Ne olmuştu?

Yayın tarihi: 17 Haziran 2024 Pazartesi 3:42 pm - Güncelleme: 17 Haziran 2024 Pazartesi 3:42 pm

Hüsnü Mahalli

Başka bir açıdan

İki haftadır kendi YouTube kanalımda, televizyon programlarında ve tele1.com.tr’deki yazılarımda nükleer çatışmanın olasılıklarından söz edip duruyorum. Geçen süre içinde Başkan Putin başta olmak üzere birçok Rus yetkilinin bu yöndeki açıklamalarına tanık olduk. Putin ‘Gerektiğinde müttefiklerimize çok gelişmiş silah veririz’ demişti.

- _Verilen talimat A_: Listenin ilk satırından "(1075, 713)" değerini içeren satıra kadar olan kısmı, iki uç da dahil olmak üzere güncelle: "balcony railing" ifadesi yerine "balcony fence" yaz, geri kalan her şeyi değiştirmeden bırak.

- _Gösterilen liste_:
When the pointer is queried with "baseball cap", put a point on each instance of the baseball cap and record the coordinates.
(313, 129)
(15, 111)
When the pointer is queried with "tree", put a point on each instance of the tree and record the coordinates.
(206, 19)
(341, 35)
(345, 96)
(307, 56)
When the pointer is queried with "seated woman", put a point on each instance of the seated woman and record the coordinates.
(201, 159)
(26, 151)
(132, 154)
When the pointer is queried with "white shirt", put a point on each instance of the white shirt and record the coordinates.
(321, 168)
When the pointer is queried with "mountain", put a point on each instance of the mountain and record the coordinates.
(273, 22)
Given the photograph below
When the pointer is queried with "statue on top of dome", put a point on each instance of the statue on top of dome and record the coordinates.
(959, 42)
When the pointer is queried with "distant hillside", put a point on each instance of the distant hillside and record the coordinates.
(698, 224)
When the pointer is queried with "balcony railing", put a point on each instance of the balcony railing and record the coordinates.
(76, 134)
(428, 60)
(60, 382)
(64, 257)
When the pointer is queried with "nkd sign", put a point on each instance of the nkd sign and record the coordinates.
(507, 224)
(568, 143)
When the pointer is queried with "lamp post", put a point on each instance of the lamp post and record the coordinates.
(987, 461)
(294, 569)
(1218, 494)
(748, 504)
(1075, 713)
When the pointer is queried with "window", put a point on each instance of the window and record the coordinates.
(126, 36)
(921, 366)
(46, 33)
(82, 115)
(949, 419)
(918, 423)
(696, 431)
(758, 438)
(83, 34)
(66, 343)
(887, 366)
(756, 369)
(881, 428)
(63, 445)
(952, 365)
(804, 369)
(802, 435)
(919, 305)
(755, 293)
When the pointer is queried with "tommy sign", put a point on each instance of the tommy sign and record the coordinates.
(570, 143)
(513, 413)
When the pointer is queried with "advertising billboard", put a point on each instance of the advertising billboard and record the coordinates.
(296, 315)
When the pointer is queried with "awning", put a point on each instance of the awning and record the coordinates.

- _Verilen talimat B_: Yazıya göre Putin müttefiklere silah verme konusunda ne demişti?

- _Tam çıktı A_:
When the pointer is queried with "baseball cap", put a point on each instance of the baseball cap and record the coordinates.
(313, 129)
(15, 111)
When the pointer is queried with "tree", put a point on each instance of the tree and record the coordinates.
(206, 19)
(341, 35)
(345, 96)
(307, 56)
When the pointer is queried with "seated woman", put a point on each instance of the seated woman and record the coordinates.
(201, 159)
(26, 151)
(132, 154)
When the pointer is queried with "white shirt", put a point on each instance of the white shirt and record the coordinates.
(321, 168)
When the pointer is queried with "mountain", put a point on each instance of the mountain and record the coordinates.
(273, 22)
Given the photograph below
When the pointer is queried with "statue on top of dome", put a point on each instance of the statue on top of dome and record the coordinates.
(959, 42)
When the pointer is queried with "distant hillside", put a point on each instance of the distant hillside and record the coordinates.
(698, 224)
When the pointer is queried with "balcony fence", put a point on each instance of the balcony fence and record the coordinates.
(76, 134)
(428, 60)
(60, 382)
(64, 257)
When the pointer is queried with "nkd sign", put a point on each instance of the nkd sign and record the coordinates.
(507, 224)
(568, 143)
When the pointer is queried with "lamp post", put a point on each instance of the lamp post and record the coordinates.
(987, 461)
(294, 569)
(1218, 494)
(748, 504)
(1075, 713)

- _Tam çıktı B_: "Gerektiğinde müttefiklerimize çok gelişmiş silah veririz" demişti.